现在我们有了想要连接的 Peer,接下来要做的就是连接的建立了。在 Pingora 中,目前一共实现了三种协议:

  • TCP(L4)
  • SSL
  • HTTP

我们也会按照这个顺序依次介绍。这一篇中我们先来看看这三种协议中最底层的:TCP(L4) 连接。

ToC

目录结构

Pingora 中,协议相关的内容都定义在 pingora-core::protocol 下而和协议对应的连接则定义在 pingora-core::connector 下。以 L4 连接为例,我们主要研究的文件结构就是:

  • connectors/
    • l4.rs
  • protocols/l4/
    • ext.rs
    • socket.rs
    • stream.rs

l4connect 方法接收 Peerbind_toSocketAddr 两个参数,最终返回 L4Stream

connect 同时支持 InetUnix Domain Socket。我们从 Inet 下手,来理一下整个连接的基本流程。Unix Domain Socket 部分的实现大同小异,而且整体来看比 Inet 简单,这里就不展开赘述了。

连接部分的代码如下所示:

/// Establish a connection (l4) to the given peer using its settings and an optional bind address.

pub async fn connect<P>(peer: &P, bind_to: Option<InetSocketAddr>) -> Result<Stream>

where

P: Peer + Send + Sync,

{

5 collapsed lines

if peer.get_proxy().is_some() {

return proxy_connect(peer)

.await

.err_context(|| format!("Fail to establish CONNECT proxy: {}", peer));

}

let peer_addr = peer.address();

let mut stream: Stream = match peer_addr {

SocketAddr::Inet(addr) => {

let connect_future = tcp_connect(addr, bind_to.as_ref());

let conn_res = match peer.connection_timeout() {

Some(t) => pingora_timeout::timeout(t, connect_future)

.await

.explain_err(ConnectTimedout, |_| {

format!("timeout {t:?} connecting to server {peer}")

})?,

None => connect_future.await,

};

match conn_res {

Ok(socket) => {

debug!("connected to new server: {}", peer.address());

if let Some(ka) = peer.tcp_keepalive() {

debug!("Setting tcp keepalive");

set_tcp_keepalive(&socket, ka)?;

}

Ok(socket.into())

}

Err(e) => {

let c = format!("Fail to connect to {peer}");

match e.etype() {

SocketError | BindError => Error::e_because(InternalError, c, e),

_ => Err(e.more_context(c)),

}

}

}

}

SocketAddr::Unix(addr) => {

26 collapsed lines

let connect_future = connect_uds(

addr.as_pathname()

.expect("non-pathname unix sockets not supported as peer"),

);

let conn_res = match peer.connection_timeout() {

Some(t) => pingora_timeout::timeout(t, connect_future)

.await

.explain_err(ConnectTimedout, |_| {

format!("timeout {t:?} connecting to server {peer}")

})?,

None => connect_future.await,

};

match conn_res {

Ok(socket) => {

debug!("connected to new server: {}", peer.address());

// no SO_KEEPALIVE for UDS

Ok(socket.into())

──────────────────────────────

▸ 练习目标
判断下面三条陈述是否与原文相符,每条回答"是"或"否",并准确引用原文中起决定作用的文字。
1. Pingora 目前一共实现了三种协议。
2. 原文会详细展开 Unix Domain Socket 部分的实现。
3. 与协议对应的连接定义在 pingora-core::protocol 下。
这些数据行与原文内容无关。

▸ 数据条目

──────────────────────────────

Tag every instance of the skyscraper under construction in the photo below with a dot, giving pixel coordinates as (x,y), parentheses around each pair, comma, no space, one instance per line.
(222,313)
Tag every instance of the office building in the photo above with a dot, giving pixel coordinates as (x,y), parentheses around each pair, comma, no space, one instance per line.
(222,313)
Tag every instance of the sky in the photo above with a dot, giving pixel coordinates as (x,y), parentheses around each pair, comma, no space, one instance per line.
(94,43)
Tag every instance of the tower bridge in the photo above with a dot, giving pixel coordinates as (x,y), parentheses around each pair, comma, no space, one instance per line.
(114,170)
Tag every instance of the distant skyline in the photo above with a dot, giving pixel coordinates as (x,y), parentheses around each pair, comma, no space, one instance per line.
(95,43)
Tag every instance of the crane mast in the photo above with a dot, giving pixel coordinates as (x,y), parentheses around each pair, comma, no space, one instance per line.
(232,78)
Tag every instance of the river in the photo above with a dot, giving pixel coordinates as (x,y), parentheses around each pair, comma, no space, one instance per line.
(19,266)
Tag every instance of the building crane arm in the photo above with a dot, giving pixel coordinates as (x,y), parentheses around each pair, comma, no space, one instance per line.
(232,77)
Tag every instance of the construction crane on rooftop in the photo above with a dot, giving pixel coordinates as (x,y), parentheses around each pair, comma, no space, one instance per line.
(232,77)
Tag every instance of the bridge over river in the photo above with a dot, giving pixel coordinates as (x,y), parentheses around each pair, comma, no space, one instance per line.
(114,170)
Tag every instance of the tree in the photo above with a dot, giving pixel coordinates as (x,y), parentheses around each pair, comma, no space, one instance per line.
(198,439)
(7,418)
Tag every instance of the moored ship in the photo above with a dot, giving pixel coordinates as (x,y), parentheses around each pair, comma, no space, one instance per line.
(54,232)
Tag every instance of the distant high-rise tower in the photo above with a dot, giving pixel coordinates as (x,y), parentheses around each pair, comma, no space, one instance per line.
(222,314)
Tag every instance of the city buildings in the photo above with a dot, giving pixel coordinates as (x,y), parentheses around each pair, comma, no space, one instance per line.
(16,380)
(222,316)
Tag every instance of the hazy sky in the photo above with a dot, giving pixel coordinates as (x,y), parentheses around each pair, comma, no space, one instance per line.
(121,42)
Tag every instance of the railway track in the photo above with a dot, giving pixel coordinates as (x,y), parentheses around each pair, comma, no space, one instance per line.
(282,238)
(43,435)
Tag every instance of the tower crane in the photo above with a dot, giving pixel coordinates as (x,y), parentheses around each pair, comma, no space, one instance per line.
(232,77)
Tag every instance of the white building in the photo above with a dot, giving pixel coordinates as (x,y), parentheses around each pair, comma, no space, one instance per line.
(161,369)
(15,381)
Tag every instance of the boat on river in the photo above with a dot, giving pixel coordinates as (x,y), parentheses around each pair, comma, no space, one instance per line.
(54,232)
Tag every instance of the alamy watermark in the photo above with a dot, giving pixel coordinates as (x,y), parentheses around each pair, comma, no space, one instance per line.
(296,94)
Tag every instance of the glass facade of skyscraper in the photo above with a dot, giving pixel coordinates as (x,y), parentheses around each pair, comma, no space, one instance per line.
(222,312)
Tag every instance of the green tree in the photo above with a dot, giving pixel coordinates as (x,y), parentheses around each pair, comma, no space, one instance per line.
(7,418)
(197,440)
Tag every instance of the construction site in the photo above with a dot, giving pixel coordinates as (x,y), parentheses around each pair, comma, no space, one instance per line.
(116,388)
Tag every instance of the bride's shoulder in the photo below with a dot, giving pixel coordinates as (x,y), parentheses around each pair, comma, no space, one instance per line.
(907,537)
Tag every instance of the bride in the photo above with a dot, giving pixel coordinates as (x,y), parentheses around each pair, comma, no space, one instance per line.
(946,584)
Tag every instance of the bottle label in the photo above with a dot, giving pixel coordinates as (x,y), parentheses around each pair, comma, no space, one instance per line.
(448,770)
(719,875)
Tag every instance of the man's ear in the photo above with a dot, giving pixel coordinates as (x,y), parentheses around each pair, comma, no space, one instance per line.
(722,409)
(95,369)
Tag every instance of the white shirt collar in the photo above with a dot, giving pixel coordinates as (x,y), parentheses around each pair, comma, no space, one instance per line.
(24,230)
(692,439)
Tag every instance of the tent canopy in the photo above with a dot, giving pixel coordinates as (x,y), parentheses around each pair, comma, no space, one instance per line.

──────────────────────────────

▸ 参考答案
1. 是。原文写道:"在 Pingora 中,目前一共实现了三种协议"。
2. 否。原文写道:"这里就不展开赘述了"。
3. 否。原文写道:"而和协议对应的连接则定义在 pingora-core::connector 下"。